BEGIN Source excerpt

RFC: Dependency graph storage; sketch: adjacency list in DB
Closed, InvalidPublic
Actions

Assigned To

None

Authored By

	• GWicke
	Jul 14 2015, 1:42 AM

Description

Our dependency graph forms a directed acyclic graph (DAG), which we need to persist. Currently, most relationships are modeled as a single level (link tables) without any recursion. While we expect some increase in the depth of the graph as we are moving to finer-grained content composition, the overall depth should still remain very limited.

Because of the large number of dependencies we need to manage (up to ~10 million uses for a single template, for example), efficient incremental paging through graph edges is critical. In comparison, recursive graph query functionality is of fairly low importance. In our largest projects, link tables are also starting to get very large. Since most queries are fixed to a title, a sharded key-value storage solution that distributes the graph across many nodes can be a good fit.

Given these requirements, maintaining the dependency graph as a simple adjacency list could be attractive. Using a distributed database like Cassandra, adjacency lists can scale well by using many nodes, and can benefit from existing replication setups. Their main disadvantage is the absence of direct support for transitive graph queries without client-side iteration. However, given the need for control over how large dependency graphs are processed incrementally, this might not be such a bad thing. Twitter seems to be using a similar approach originally based on Flock, listing transitive queries as an explicit non-goal of their graph storage system.

Design sketch

Considerations:

on edit, we are looking for all dependent items
- need priority for push/pull decision; process updates in priority order
- need local (source) fragment ids (or some selector blob) to determine match
- need destination fragment ids for processing
on pull:
- check whether anything in the page needs updating (needs_update != null)
- if so, quickly find all items that need to be pull-updated (child_selector)
- order processing by priority asc (low prio / pull first)
on dependency update:
- need an efficient and reliable way to select all previous dependencies in order to diff & update (by url & type)
- possibly update fragment ids
update coalescing
- model all dependencies between two pages for one event type as one edge (selectors as separate field)
- if entire page was re-rendered from scratch at time X, then fragments are also up to date with X

Possible table schema, using RESTBase table schema syntax:

{
  table: 'dependencies',
  attributes: {
    child: 'string',
    type: 'int',
    priority: 'int',
    parent: 'string',
    parent_selector: 'json'
    child_selector: 'json',
    needs_update: 'timestamp',
    last_updated: 'timestamp',
   created: 'timestamp',
  },
  index: [
    { type: 'hash', attribute: 'child' },
    { type: 'hash', attribute: 'type' },
    { type: 'range', attribute: 'priority', order: 'asc' }, // pull first
    { type: 'range', attribute: 'parent' },
  ],
  secondaryIndexes: {
    by_parent: [
      { type: 'hash', attribute: 'parent' },
      { type: 'hash', attribute: 'type' },
      { type: 'range', attribute: 'priority', order: 'desc' }, // push first
      { type: 'range', attribute: 'child' },
      { type: 'proj', attribute: 'parent_selector' }, // projection / denormalization for efficient filtering
      { type: 'proj', attribute: 'last_updated' },
    ]
  }
}

type: creation / deletion (red links) or modification (most jobs)

END Source excerpt
BEGIN Recorded data

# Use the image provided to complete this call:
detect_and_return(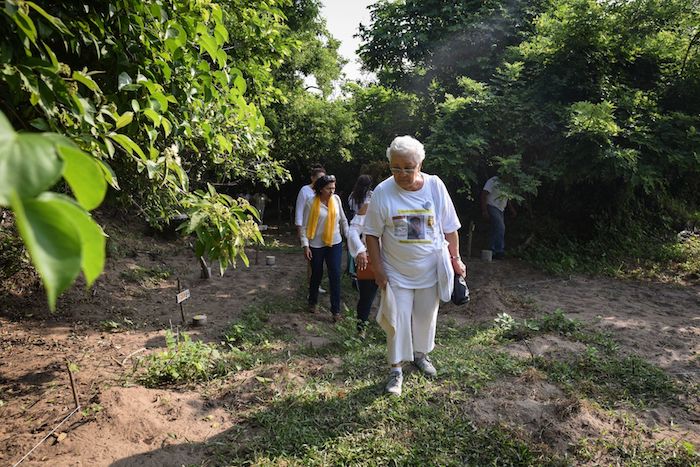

END Recorded data

- **Task instructions**
**A)** From the dependency graph RFC, quote the passage that begins at the words "Description" and stops after the words "a good fit.".
**B)** In the dependency graph RFC, what is named as the main disadvantage of keeping the graph as adjacency lists?

- **Answers provided**
**A)**
Description

Our dependency graph forms a directed acyclic graph (DAG), which we need to persist. Currently, most relationships are modeled as a single level (link tables) without any recursion. While we expect some increase in the depth of the graph as we are moving to finer-grained content composition, the overall depth should still remain very limited.

Because of the large number of dependencies we need to manage (up to ~10 million uses for a single template, for example), efficient incremental paging through graph edges is critical. In comparison, recursive graph query functionality is of fairly low importance. In our largest projects, link tables are also starting to get very large. Since most queries are fixed to a title, a sharded key-value storage solution that distributes the graph across many nodes can be a good fit.

**B)** Adjacency lists don't directly support transitive graph queries without client-side iteration.